____ Selected passage
The main objectives of this study were to measure phytic P ratio to the total P in a range of ingredients and to investigate feasibility to predict P variations by Near Infrared Reflectance Spectroscopy (NIRS).
MATERIALS & METHODS
We collected 227 samples from world-wide mainly representing cereals, cereals byproducts, oilseeds and oilseed meals. All samples were analysed for their concentrations of total P (pR NF EN 15510) by mineralization and detection with Inductively Coupled Plasma (ICP)- Optical Emission Spectrometry (OES), and phytic P was analysed using an enzymatic methods which involves extraction of inositol phosphates followed by treatment with a 6-phytase that is specific for phytic acid (IP6) and the lower myoinositol forms. Subsequent treatment with alkaline phosphatase ensures the release of the final phosphate myo-inositol phosphate (IP1) which is relatively resistant to the action of phytase. These samples were further also analysed for their NIRS absorbance from 1100 to 2500 nm, to determine correlation between absorbance to both total and phytic P. NIRS calibrations were then developed with mPLS regression.
________
____ Exercise data
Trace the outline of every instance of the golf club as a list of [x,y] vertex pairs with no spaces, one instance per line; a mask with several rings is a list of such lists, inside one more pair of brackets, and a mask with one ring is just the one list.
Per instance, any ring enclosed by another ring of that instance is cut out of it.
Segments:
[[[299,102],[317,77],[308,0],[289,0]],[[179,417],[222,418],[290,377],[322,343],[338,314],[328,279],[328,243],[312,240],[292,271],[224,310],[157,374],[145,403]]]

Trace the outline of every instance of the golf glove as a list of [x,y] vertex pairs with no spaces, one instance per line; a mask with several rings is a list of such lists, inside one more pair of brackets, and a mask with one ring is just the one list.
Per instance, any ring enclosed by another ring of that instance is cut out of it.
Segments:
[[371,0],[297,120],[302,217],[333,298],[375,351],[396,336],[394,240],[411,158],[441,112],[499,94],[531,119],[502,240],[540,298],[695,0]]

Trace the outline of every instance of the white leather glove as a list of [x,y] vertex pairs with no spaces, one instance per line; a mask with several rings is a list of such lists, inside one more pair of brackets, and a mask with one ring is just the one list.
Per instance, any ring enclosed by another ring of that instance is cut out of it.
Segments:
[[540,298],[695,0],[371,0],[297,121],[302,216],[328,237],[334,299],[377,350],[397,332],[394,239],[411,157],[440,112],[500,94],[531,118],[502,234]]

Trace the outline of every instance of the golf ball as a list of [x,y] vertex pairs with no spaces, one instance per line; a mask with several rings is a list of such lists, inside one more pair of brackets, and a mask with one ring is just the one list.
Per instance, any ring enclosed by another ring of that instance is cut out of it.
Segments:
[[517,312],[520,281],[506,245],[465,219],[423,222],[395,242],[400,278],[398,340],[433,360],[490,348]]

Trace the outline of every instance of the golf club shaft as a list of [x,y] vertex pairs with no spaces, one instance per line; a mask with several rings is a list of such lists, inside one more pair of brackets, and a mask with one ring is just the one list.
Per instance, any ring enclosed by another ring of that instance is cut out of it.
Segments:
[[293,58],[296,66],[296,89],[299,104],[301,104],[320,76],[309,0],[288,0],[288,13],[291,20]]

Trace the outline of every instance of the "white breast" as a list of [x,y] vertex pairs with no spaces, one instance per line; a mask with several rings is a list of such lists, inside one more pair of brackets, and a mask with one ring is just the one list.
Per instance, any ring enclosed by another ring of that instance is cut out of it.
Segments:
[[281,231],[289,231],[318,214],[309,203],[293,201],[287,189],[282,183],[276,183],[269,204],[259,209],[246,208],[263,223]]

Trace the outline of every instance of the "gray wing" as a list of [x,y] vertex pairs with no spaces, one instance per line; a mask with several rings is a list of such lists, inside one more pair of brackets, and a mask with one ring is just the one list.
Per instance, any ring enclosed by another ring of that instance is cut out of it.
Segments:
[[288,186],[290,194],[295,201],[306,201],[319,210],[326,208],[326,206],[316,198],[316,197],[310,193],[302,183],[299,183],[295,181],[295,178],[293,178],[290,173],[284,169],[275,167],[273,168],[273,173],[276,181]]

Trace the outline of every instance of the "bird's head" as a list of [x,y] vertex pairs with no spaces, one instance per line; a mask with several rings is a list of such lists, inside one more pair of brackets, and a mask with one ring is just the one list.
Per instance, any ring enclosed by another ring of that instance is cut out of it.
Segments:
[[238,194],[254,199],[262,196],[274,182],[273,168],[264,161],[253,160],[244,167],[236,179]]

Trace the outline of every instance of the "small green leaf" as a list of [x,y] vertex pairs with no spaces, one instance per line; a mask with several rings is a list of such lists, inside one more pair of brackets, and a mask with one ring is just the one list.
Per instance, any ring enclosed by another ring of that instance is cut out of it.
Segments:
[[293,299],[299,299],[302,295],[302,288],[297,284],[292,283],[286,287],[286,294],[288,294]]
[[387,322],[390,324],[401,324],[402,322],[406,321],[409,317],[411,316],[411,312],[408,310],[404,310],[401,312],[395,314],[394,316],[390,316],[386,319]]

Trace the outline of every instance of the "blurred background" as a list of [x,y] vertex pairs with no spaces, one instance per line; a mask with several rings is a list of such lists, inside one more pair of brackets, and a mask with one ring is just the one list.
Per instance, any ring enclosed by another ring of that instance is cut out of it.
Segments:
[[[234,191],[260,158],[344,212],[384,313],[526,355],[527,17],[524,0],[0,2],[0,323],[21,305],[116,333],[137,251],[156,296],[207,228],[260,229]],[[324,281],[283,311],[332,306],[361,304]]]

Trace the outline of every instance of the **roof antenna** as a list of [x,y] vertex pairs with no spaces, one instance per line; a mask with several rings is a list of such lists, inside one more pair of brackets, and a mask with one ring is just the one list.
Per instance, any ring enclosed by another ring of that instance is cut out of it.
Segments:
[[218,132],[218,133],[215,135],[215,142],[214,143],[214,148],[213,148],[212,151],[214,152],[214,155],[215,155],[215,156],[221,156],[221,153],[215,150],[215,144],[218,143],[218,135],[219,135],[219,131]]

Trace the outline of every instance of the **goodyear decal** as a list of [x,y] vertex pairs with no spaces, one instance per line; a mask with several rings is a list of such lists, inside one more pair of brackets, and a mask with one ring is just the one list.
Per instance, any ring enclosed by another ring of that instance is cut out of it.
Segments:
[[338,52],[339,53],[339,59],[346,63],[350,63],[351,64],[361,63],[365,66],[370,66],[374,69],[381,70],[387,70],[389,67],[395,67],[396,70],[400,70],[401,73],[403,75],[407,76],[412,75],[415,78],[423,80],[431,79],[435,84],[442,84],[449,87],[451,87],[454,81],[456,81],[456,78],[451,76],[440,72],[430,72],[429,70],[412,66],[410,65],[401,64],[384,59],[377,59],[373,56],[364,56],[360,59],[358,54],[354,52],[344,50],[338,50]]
________
## Exercise aim
Write out the whole passage on phytic phosphorus and NIRS above, word for word.

## Answer to this task
The main objectives of this study were to measure phytic P ratio to the total P in a range of ingredients and to investigate feasibility to predict P variations by Near Infrared Reflectance Spectroscopy (NIRS).
MATERIALS & METHODS
We collected 227 samples from world-wide mainly representing cereals, cereals byproducts, oilseeds and oilseed meals. All samples were analysed for their concentrations of total P (pR NF EN 15510) by mineralization and detection with Inductively Coupled Plasma (ICP)- Optical Emission Spectrometry (OES), and phytic P was analysed using an enzymatic methods which involves extraction of inositol phosphates followed by treatment with a 6-phytase that is specific for phytic acid (IP6) and the lower myoinositol forms. Subsequent treatment with alkaline phosphatase ensures the release of the final phosphate myo-inositol phosphate (IP1) which is relatively resistant to the action of phytase. These samples were further also analysed for their NIRS absorbance from 1100 to 2500 nm, to determine correlation between absorbance to both total and phytic P. NIRS calibrations were then developed with mPLS regression.